STATED GOAL.
List every line below that contains the word "fence", copying each one in full. Only matches with the same capitalization count.
start
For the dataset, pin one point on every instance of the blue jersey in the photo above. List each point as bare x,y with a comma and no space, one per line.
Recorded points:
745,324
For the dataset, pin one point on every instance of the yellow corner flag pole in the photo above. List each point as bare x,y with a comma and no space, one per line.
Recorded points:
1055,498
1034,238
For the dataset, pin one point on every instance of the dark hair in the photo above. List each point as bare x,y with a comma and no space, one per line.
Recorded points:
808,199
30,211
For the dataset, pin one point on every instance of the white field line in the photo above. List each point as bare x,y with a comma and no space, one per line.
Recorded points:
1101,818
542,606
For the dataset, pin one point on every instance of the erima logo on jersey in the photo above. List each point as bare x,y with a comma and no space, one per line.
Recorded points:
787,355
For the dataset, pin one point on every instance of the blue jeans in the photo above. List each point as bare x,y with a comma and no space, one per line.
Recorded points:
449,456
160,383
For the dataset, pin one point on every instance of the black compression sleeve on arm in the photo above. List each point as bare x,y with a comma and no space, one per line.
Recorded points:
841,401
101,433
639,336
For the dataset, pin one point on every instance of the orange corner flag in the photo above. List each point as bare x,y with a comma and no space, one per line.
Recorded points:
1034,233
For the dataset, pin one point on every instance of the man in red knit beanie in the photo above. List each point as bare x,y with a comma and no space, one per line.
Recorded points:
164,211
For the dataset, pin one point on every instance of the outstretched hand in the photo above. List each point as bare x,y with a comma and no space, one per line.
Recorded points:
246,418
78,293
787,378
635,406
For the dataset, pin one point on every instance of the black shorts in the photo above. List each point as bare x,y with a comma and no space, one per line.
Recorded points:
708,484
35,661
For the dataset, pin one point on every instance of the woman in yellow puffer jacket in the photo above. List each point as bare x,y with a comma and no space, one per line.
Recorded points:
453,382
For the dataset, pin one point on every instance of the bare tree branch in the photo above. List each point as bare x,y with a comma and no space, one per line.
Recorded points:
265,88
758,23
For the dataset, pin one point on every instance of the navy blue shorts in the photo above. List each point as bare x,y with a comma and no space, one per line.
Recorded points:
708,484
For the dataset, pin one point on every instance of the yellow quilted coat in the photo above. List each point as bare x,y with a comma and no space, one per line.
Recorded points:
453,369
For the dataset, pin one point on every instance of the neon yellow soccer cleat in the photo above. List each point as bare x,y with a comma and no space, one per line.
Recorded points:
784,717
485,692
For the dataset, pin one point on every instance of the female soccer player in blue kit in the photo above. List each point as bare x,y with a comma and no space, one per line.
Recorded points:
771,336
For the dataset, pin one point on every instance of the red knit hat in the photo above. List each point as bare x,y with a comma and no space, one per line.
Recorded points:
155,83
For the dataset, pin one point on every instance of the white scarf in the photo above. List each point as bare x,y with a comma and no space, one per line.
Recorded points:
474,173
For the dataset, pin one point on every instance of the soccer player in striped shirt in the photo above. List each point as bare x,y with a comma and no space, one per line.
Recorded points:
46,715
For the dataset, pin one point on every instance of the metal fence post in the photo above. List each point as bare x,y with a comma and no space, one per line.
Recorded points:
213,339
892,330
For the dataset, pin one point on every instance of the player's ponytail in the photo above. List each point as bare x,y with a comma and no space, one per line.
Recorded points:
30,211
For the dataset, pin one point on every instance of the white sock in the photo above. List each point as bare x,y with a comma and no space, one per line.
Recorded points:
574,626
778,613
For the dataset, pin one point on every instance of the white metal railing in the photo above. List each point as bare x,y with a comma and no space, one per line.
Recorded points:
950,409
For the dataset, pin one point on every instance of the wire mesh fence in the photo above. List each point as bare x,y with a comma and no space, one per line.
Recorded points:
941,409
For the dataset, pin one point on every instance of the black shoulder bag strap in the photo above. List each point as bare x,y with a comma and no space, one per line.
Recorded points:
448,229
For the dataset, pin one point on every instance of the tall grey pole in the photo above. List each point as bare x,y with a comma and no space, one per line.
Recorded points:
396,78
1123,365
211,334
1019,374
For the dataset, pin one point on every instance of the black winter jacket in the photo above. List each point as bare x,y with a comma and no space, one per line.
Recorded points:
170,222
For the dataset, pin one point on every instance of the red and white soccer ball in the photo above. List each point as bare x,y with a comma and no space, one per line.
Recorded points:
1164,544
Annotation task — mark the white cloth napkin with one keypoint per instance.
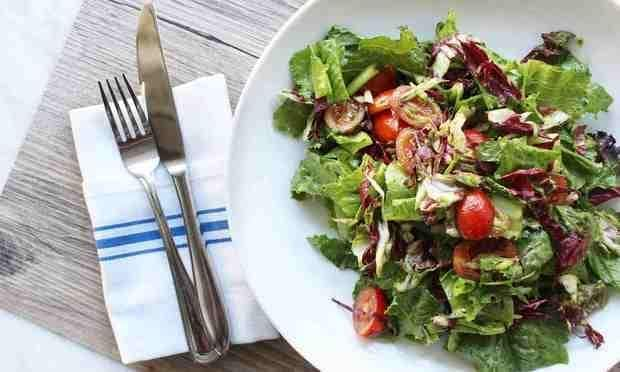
end
ANSWER TO THE PROBLEM.
For the dataset, pin one point on every instance of the metal fence post in the photo above. List each point as bare x,y with a comma and no space, one per line.
For the dataset, pin one point on every instance of the wire mesh fence in the photo above. List each point as bare x,y with a comma and no space, one per line.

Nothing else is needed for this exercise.